↓↓↓
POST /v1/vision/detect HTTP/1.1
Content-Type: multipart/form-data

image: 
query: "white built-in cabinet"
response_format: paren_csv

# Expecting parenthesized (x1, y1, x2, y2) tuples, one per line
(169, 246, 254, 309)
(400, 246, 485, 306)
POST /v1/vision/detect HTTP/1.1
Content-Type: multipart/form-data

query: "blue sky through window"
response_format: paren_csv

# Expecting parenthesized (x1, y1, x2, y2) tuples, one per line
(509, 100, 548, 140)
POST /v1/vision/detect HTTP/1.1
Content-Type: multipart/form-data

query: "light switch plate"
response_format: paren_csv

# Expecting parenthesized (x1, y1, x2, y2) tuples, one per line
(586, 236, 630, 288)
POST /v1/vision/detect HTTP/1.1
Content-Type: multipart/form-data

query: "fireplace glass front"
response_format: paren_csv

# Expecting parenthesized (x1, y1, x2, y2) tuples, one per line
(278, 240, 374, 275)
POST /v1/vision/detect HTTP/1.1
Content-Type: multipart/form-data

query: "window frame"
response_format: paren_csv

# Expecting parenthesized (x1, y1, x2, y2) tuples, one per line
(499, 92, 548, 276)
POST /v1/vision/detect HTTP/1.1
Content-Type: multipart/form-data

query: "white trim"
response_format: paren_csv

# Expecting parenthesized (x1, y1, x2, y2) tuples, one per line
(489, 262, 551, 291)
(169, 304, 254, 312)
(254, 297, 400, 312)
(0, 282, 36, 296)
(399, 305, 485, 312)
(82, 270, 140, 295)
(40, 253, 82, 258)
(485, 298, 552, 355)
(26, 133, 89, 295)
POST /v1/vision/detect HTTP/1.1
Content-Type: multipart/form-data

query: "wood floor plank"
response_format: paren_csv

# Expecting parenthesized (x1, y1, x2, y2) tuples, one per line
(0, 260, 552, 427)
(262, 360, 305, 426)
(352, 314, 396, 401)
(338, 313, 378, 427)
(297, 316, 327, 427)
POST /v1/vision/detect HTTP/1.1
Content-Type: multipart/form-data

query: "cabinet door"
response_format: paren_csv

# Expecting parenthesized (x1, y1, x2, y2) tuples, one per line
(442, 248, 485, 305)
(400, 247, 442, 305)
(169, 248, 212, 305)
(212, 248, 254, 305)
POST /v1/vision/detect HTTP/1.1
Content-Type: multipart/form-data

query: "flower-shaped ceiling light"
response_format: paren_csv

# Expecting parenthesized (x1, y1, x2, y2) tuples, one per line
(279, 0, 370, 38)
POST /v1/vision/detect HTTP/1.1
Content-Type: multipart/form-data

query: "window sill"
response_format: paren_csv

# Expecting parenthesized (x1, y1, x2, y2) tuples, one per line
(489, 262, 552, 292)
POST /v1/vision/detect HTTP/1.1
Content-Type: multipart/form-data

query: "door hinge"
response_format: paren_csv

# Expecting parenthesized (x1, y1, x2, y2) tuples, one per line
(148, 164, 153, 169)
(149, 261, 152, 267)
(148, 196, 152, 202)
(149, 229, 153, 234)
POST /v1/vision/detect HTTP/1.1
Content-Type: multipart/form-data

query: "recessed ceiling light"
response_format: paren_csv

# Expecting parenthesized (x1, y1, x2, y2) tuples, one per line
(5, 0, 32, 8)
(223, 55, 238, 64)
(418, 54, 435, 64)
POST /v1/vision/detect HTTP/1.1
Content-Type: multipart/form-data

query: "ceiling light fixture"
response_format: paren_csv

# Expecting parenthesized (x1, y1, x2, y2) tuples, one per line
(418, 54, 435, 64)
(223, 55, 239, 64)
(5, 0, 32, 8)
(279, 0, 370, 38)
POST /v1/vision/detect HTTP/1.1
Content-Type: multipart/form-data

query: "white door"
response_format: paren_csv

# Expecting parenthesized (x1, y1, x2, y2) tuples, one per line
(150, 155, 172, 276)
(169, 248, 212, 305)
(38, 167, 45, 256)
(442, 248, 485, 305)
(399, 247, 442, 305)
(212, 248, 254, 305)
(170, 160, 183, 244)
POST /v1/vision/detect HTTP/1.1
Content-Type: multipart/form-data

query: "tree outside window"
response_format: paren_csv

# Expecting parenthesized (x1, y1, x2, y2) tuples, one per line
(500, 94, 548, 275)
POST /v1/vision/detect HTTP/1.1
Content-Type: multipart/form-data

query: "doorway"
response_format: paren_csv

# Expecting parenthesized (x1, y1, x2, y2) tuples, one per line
↑↑↑
Give the count of lines containing the word "window" in the listing, and no other text.

* _Written response_:
4